▶ [Problem to solve]: Restate word for word the entries below, starting with the line with "Query: laptop screen" and continuing through the line with "find shopping cart blue". Include both of those lines and no others.

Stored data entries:
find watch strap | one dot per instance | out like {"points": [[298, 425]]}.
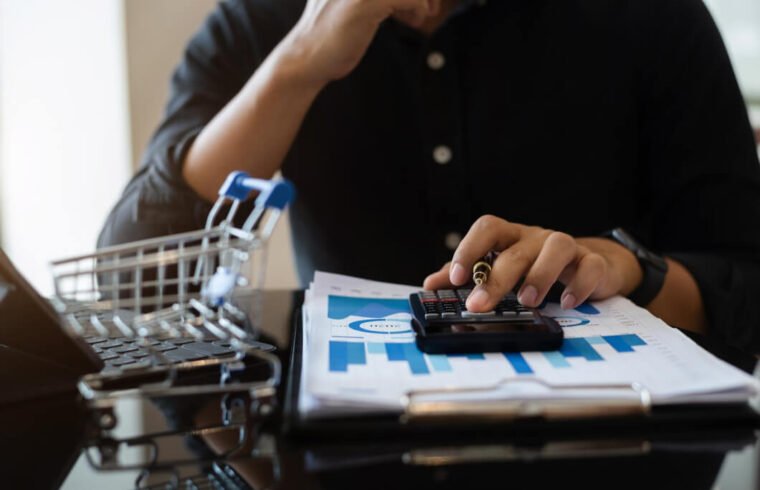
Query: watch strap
{"points": [[651, 283], [654, 267]]}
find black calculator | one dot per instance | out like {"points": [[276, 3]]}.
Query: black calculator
{"points": [[443, 325]]}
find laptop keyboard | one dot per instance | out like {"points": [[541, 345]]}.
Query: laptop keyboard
{"points": [[127, 353]]}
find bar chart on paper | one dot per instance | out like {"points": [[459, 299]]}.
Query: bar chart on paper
{"points": [[345, 353], [360, 354], [369, 333]]}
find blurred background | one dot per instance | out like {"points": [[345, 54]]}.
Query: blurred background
{"points": [[82, 86]]}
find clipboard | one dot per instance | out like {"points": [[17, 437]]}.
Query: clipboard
{"points": [[514, 418]]}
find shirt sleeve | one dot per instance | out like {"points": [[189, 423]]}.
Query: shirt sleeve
{"points": [[702, 169], [217, 62]]}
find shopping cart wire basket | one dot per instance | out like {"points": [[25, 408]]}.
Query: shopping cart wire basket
{"points": [[174, 287]]}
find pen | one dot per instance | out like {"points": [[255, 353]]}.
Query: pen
{"points": [[482, 269]]}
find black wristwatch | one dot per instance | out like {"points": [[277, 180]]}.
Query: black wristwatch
{"points": [[653, 266]]}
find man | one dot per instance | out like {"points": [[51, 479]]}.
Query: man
{"points": [[531, 127]]}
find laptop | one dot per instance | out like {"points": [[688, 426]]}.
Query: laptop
{"points": [[39, 357]]}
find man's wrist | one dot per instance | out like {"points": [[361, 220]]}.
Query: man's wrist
{"points": [[622, 262]]}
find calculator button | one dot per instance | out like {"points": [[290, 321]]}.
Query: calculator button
{"points": [[473, 314], [518, 315]]}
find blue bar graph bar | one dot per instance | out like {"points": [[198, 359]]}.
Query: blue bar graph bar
{"points": [[618, 343], [395, 352], [440, 363], [416, 359], [518, 362], [587, 309], [342, 354], [633, 339], [338, 356], [579, 348], [556, 359], [410, 353]]}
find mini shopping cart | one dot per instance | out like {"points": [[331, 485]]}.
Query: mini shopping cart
{"points": [[179, 288]]}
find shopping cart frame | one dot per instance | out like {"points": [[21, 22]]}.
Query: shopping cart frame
{"points": [[109, 294]]}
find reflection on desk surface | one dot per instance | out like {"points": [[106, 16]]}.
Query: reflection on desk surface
{"points": [[42, 449]]}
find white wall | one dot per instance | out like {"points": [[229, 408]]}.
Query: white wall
{"points": [[739, 23], [64, 144], [64, 137]]}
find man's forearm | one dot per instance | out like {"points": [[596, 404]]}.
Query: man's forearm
{"points": [[679, 303], [255, 129]]}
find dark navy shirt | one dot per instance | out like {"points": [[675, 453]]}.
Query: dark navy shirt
{"points": [[574, 115]]}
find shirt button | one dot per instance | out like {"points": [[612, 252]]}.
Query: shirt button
{"points": [[436, 60], [452, 240], [442, 154]]}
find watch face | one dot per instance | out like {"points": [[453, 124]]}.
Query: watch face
{"points": [[627, 240], [638, 250]]}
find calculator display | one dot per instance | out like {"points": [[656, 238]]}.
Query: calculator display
{"points": [[485, 327], [443, 324]]}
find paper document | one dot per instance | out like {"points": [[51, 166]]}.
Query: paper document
{"points": [[359, 355]]}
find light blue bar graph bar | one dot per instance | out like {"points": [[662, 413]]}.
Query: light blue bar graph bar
{"points": [[415, 358], [580, 348], [355, 353], [439, 362], [518, 362], [375, 347], [556, 359]]}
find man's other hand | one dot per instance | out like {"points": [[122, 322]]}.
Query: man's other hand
{"points": [[590, 268]]}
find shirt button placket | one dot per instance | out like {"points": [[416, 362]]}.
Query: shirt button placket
{"points": [[436, 60], [442, 154]]}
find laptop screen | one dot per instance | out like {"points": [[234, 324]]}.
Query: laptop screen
{"points": [[29, 323]]}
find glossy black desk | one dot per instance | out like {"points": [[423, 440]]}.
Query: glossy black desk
{"points": [[42, 448]]}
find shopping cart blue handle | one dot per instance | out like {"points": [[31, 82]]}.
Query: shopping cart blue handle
{"points": [[273, 193]]}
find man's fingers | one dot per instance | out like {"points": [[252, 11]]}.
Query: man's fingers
{"points": [[507, 269], [559, 250], [590, 271], [487, 234]]}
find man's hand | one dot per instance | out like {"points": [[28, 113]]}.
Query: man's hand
{"points": [[594, 268], [332, 36]]}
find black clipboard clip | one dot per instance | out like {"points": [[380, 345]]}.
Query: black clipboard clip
{"points": [[565, 402]]}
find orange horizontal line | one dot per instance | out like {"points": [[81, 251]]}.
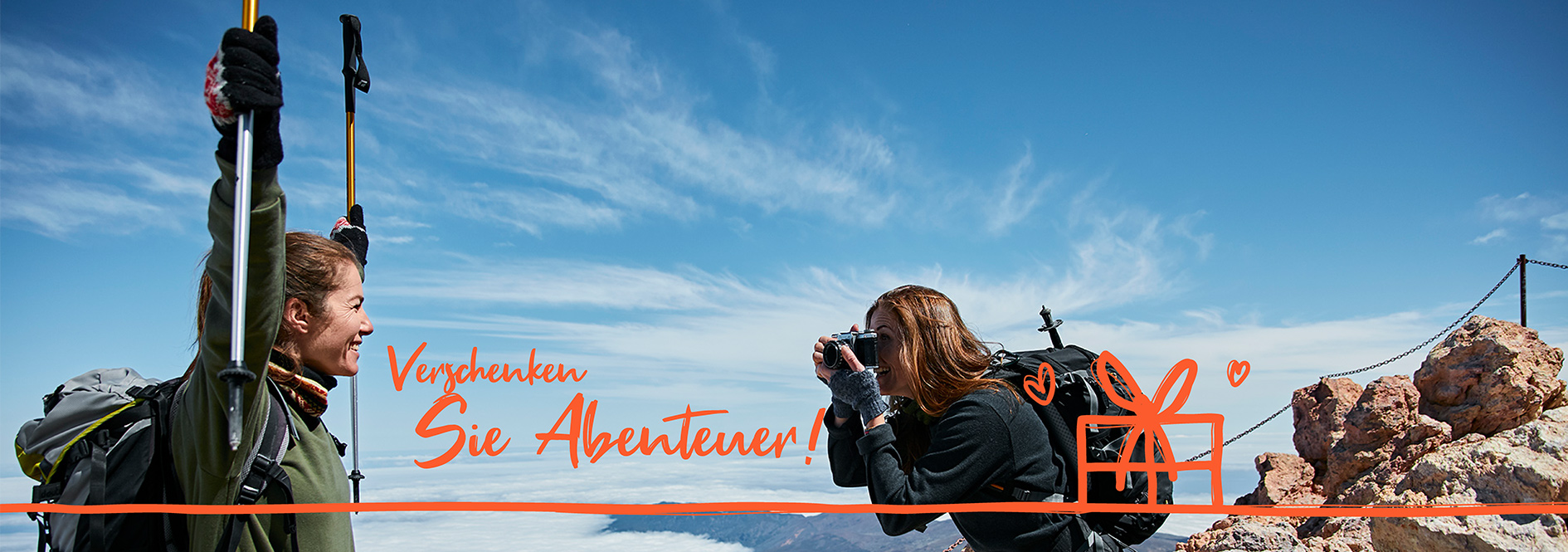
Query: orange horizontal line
{"points": [[811, 507]]}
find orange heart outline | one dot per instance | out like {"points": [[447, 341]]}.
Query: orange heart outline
{"points": [[1034, 388], [1238, 372]]}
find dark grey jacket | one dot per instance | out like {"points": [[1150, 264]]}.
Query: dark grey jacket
{"points": [[986, 438]]}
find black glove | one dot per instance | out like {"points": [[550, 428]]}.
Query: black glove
{"points": [[352, 232], [243, 77], [858, 389]]}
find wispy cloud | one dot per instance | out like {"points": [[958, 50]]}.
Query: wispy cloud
{"points": [[641, 151], [1513, 209], [1492, 236], [56, 193], [1556, 222], [1018, 193], [46, 86], [1529, 218]]}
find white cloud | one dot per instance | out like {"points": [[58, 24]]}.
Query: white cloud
{"points": [[1492, 236], [44, 86], [1018, 197], [1556, 222], [1513, 209], [58, 193], [646, 151]]}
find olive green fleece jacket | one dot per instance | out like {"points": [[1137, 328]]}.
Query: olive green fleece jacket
{"points": [[209, 471]]}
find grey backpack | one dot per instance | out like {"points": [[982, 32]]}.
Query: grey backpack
{"points": [[104, 439]]}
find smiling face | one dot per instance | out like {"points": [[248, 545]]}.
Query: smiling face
{"points": [[328, 340], [893, 372]]}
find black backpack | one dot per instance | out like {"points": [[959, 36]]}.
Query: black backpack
{"points": [[1079, 393], [104, 439]]}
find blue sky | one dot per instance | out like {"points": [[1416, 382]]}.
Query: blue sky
{"points": [[679, 197]]}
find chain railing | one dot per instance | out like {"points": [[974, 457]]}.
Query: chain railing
{"points": [[1517, 266]]}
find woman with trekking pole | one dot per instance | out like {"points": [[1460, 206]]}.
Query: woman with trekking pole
{"points": [[303, 324], [951, 435]]}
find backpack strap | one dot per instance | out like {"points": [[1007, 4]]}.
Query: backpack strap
{"points": [[1025, 495], [265, 467]]}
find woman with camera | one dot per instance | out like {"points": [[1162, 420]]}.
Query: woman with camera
{"points": [[304, 324], [951, 435]]}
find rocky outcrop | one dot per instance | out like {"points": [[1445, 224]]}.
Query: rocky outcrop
{"points": [[1483, 421], [1490, 375], [1321, 418]]}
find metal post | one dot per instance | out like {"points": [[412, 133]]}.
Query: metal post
{"points": [[1523, 262]]}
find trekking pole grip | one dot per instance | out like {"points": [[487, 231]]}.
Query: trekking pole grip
{"points": [[236, 375]]}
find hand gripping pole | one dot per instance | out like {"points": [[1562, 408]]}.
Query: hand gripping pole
{"points": [[236, 374]]}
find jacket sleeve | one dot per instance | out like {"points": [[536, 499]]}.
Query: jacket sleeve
{"points": [[969, 447], [207, 467], [849, 467]]}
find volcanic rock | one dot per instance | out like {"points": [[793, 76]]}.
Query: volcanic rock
{"points": [[1483, 421], [1490, 375]]}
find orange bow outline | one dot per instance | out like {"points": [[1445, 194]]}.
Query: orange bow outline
{"points": [[1034, 388], [1150, 418]]}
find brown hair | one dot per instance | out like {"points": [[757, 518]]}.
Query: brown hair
{"points": [[311, 266], [942, 363]]}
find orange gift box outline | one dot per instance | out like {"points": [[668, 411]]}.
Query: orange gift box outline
{"points": [[1148, 424]]}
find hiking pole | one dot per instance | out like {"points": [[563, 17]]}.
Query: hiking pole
{"points": [[236, 374], [353, 77]]}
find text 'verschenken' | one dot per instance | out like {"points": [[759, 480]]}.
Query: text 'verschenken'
{"points": [[450, 375]]}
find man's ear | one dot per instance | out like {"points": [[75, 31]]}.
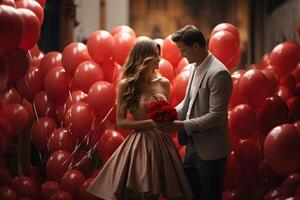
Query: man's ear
{"points": [[196, 45]]}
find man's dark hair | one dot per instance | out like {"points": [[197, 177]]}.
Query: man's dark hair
{"points": [[188, 35]]}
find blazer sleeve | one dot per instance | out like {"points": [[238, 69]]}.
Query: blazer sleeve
{"points": [[220, 88]]}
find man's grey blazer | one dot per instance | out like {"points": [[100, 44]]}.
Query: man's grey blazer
{"points": [[208, 123]]}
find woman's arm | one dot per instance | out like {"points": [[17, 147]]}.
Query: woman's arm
{"points": [[122, 121], [165, 84]]}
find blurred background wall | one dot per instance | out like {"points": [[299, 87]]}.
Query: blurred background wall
{"points": [[262, 23]]}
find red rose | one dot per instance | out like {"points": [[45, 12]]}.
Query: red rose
{"points": [[161, 111]]}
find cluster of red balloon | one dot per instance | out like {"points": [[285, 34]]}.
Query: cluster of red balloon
{"points": [[20, 23], [264, 127], [68, 101], [224, 44]]}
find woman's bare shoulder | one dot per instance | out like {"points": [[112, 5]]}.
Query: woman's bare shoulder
{"points": [[122, 83], [163, 80]]}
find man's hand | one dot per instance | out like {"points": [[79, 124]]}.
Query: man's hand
{"points": [[171, 126]]}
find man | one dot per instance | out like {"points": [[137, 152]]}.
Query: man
{"points": [[203, 116]]}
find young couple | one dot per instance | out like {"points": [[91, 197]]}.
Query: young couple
{"points": [[147, 164]]}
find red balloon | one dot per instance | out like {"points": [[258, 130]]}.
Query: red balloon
{"points": [[35, 57], [86, 74], [234, 138], [41, 2], [176, 142], [32, 29], [254, 87], [8, 3], [4, 119], [180, 85], [170, 51], [123, 44], [76, 96], [265, 61], [25, 187], [296, 73], [108, 143], [18, 118], [74, 54], [231, 177], [57, 83], [49, 61], [294, 108], [109, 70], [274, 112], [236, 98], [142, 37], [61, 139], [41, 131], [297, 125], [291, 183], [34, 6], [48, 189], [285, 57], [43, 106], [3, 144], [231, 195], [58, 164], [123, 28], [11, 96], [226, 27], [83, 194], [284, 93], [224, 40], [281, 149], [166, 69], [268, 175], [234, 61], [182, 152], [18, 61], [181, 65], [72, 181], [12, 29], [243, 121], [117, 76], [269, 73], [4, 73], [61, 195], [289, 81], [31, 84], [7, 193], [74, 119], [101, 46], [95, 97]]}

▶ [Answer for the task]:
Query: laptop screen
{"points": [[29, 323]]}
find glossy black desk | one dot per instance | out like {"points": [[423, 440]]}.
Query: glossy black desk
{"points": [[42, 448]]}
find shopping cart blue handle | one dot per instance | out like {"points": [[31, 82]]}.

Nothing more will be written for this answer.